*WHAT NEEDS TO BE DONE:* Please continue the passage below about Iraq's no-fly zones and exile opposition groups, picking up after its final sentence.

In addition to the UN inspections, the U.S. and UK (along with France until 1998) engaged in a low-level conflict with Iraq by enforcing non-UN mandated northern and southern Iraqi no-fly zones. These were known as Operation Provide Comfort and Operation Provide Comfort II then followed by Operation Northern Watch in Iraqi Kurdistan in the north and Operation Southern Watch in the south, and were seen by the Iraqi government as an infringement of Iraq's sovereignty. These overflights intensified one year before the Iraq war began when the U.S. initiated Operation Southern Focus in order to disrupt the military command structure in Iraq before the invasion.

Iraqi expatriate opposition groups
Following the 1991 Gulf War, U.S. President George H. W. Bush signed a presidential finding directing the Central Intelligence Agency to create conditions for Hussein's removal from power in May 1991. Coordinating anti-Saddam groups was an important element of this strategy and the Iraqi National Congress (INC), led by Ahmed Chalabi, was the main group tasked with this purpose. The name INC was reportedly coined by public relations expert John Rendon (of the Rendon Group agency) and the group received millions in covert funding in the 1990s, and then about $8 million a year in overt funding after the passage of the Iraq Liberation Act in 1998. Another opposition group was the Iraqi National Accord which continues to have influence in the current Iraqi government through its leader Ayad Allawi.

(Rows from a dataset)
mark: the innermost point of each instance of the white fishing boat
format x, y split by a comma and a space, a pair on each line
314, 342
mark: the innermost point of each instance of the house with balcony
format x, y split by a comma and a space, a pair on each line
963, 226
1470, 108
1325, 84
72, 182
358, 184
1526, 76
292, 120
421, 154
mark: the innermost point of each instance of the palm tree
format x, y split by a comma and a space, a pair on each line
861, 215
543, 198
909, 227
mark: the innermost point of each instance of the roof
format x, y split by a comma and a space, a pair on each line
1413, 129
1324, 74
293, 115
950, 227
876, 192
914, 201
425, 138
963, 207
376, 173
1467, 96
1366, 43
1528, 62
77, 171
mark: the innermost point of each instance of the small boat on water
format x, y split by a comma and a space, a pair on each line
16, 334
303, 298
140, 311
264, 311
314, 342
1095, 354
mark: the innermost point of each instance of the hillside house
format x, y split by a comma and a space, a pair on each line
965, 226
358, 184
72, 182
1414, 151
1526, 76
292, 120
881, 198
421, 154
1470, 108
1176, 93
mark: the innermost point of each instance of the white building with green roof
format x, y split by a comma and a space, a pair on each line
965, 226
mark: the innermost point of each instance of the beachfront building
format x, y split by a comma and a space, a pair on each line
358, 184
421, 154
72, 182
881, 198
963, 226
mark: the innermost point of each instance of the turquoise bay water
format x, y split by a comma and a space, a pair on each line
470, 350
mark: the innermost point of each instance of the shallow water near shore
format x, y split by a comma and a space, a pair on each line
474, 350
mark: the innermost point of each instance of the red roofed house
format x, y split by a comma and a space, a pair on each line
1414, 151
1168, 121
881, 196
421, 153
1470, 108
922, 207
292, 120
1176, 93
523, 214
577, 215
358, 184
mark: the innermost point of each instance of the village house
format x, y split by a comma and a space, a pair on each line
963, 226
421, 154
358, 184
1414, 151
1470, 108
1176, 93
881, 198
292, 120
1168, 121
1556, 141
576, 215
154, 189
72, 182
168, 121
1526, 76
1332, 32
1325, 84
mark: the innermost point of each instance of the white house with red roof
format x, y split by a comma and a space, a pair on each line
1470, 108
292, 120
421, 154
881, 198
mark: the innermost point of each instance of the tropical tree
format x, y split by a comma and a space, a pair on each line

*WRITTEN ANSWER:*
Presidential involvement
In late April 1993, the United States asserted that Saddam Hussein had attempted to have former President George H. W. Bush assassinated during a visit to Kuwait on April 14–16. On June 26, as per order of then-President Clinton, U.S. warships stationed in the Persian Gulf and the Red Sea launched a cruise missile attack at the Iraqi Intelligence Service building in downtown Baghdad in response to Iraq's plot to assassinate former President George H. W. Bush. Clinton briefed President-elect George W. Bush in December 2000, expressing his regret that people he regarded as the world's two most dangerous individuals, including Hussein, were still alive and free. He warned Bush that Hussein will "cause you a world of problems."

Bush's Treasury Secretary Paul O'Neill said that Bush's first two National Security Council meetings included a discussion of invading Iraq. He was given briefing materials entitled "Plan for post-Saddam Iraq," which envisioned peacekeeping troops, war crimes tribunals, and divvying up Iraq's oil wealth. A Pentagon document dated March 5, 2001 was titled "Foreign Suitors for Iraqi Oilfield contracts," and included a map of potential areas for exploration.

In April 2002, Colin Powell wrote Bush to inform him that Tony Blair was ready to support the invasion of Iraq, and would present further advice regarding "strategic, tactical, and public affairs lines" during Blair's forthcoming visit to Crawford.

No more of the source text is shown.